--- ДОКУМЕНТ ---
↓↓↓

СТАЙЕР НА ЭКСПОРТ

№ 2008 / 37, 23.02.2015, автор: Герман Садулаев


Последние двадцать лет писатель Герман Садулаев связал свою судьбу с городом на Неве. Здесь он окончил юридический факультет ЛГУ. Здесь же нашёл работу по специальности в одной крупной компании, занимающейся импортом продуктов. На первый взгляд, перед нами законченный образ преуспевающего молодого человека, который на досуге пишет повести и рассказы. Однако это не совсем так. Хотя бы потому, что питерскому периоду жизни Садулаева предшествовал другой – чеченский. Нет, Садулаев не воевал в Чечне. Он там родился и жил до окончания школы. Во многом тема малой родины, судьба чеченского народа (Герман по отцу – чеченец) сформировала его как писателя, определила главные творческие интересы. Садулаев занялся литературой в самом начале 2000-х, однако его первая серьёзная публикация в журнале появилась только в 2005 году, а первая книга – в 2006 году. Наверное, трудно, – спросил я у Германа, – было пробиваться в литературу человеку со стороны?

– Наверное, – отвечает писатель, – было бы трудно. Но я никогда не пытался куда-то пробиться. Вначале публиковал свои тексты на литературных и квази-литературных сайтах в интернете. В интернете меня привлекали свобода и неангажированность. Потом оказалось, что это иллюзии. Никакой свободы творчества в интернете нет, редакции сайтов гнут определённую линию, тусовки заняты перекрёстным опылением. На од-ном известном ресурсе меня забанили навсегда и удалили все мои тексты, за оппозиционные настроения и по мотивам личной неприязни. Никакой разницы, всё то же самое, что в бумажной литературе, только уровень подготовки читателей в среднем ниже.

↑↑↑

--- УСЛОВИЕ ЗАДАЧИ A ---
Ответьте по статье о Германе Садулаеве:
(i) Какой факультет он окончил?
(ii) В каком году вышла его первая книга?
(iii) Где он поначалу публиковал свои тексты?
Статья и записи взяты из разных источников.

--- ИСХОДНЫЕ ДАННЫЕ ---
↓↓↓

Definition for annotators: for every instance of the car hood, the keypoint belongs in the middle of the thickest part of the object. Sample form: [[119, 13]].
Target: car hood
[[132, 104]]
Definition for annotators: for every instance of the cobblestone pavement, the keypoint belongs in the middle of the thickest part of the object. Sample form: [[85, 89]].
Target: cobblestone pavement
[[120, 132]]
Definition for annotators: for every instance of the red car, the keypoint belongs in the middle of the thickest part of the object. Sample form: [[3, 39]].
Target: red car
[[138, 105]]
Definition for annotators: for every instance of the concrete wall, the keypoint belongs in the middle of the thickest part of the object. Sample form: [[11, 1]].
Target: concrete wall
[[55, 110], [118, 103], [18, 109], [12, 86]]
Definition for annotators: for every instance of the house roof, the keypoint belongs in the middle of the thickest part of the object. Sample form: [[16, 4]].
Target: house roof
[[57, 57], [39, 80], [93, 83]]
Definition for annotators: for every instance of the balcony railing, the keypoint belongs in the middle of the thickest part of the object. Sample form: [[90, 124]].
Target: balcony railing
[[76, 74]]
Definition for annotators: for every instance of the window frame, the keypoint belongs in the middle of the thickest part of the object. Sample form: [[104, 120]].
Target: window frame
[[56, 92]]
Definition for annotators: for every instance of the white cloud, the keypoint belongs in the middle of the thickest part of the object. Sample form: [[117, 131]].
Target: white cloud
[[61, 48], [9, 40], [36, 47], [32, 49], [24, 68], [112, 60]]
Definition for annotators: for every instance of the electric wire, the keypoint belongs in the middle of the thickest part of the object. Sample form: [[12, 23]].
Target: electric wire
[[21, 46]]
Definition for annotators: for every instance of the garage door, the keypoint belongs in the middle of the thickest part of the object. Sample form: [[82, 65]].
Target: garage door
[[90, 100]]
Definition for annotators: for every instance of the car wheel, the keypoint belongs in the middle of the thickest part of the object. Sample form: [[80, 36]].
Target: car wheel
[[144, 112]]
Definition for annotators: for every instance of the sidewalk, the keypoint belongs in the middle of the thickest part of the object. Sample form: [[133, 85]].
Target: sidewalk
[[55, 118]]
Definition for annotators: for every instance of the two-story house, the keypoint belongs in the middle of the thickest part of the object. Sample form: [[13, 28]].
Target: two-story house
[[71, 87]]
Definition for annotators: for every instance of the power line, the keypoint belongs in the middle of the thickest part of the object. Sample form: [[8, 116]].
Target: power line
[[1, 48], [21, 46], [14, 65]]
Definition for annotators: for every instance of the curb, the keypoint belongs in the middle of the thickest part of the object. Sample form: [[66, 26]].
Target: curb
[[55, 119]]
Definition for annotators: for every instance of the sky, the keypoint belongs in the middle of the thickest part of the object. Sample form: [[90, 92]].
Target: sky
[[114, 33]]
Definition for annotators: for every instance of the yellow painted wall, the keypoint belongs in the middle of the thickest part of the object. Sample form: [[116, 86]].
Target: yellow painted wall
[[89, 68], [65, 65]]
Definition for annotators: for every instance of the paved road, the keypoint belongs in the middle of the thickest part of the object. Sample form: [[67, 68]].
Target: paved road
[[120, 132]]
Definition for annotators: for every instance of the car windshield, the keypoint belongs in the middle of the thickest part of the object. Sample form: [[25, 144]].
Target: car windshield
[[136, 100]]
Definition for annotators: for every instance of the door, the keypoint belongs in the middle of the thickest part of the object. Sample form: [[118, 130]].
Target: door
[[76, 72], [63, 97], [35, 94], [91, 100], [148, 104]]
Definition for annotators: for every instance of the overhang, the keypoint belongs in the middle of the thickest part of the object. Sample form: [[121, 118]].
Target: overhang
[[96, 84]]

↑↑↑

--- УСЛОВИЕ ЗАДАЧИ B ---
Отредактируйте записи от строки, содержащей «Definition for annotators: for every instance of the cobblestone», до строки, содержащей «[[138, 105]]», включительно: замените «red car» на «blue car», остальное оставьте без изменений. Выведите только эти строки.

--- ГОТОВЫЙ ОТВЕТ A ---
(i) Юридический факультет ЛГУ.
(ii) В 2006 году.
(iii) На литературных и квази-литературных сайтах в интернете.

--- ГОТОВЫЙ ОТВЕТ B ---
Definition for annotators: for every instance of the cobblestone pavement, the keypoint belongs in the middle of the thickest part of the object. Sample form: [[85, 89]].
Target: cobblestone pavement
[[120, 132]]
Definition for annotators: for every instance of the blue car, the keypoint belongs in the middle of the thickest part of the object. Sample form: [[3, 39]].
Target: blue car
[[138, 105]]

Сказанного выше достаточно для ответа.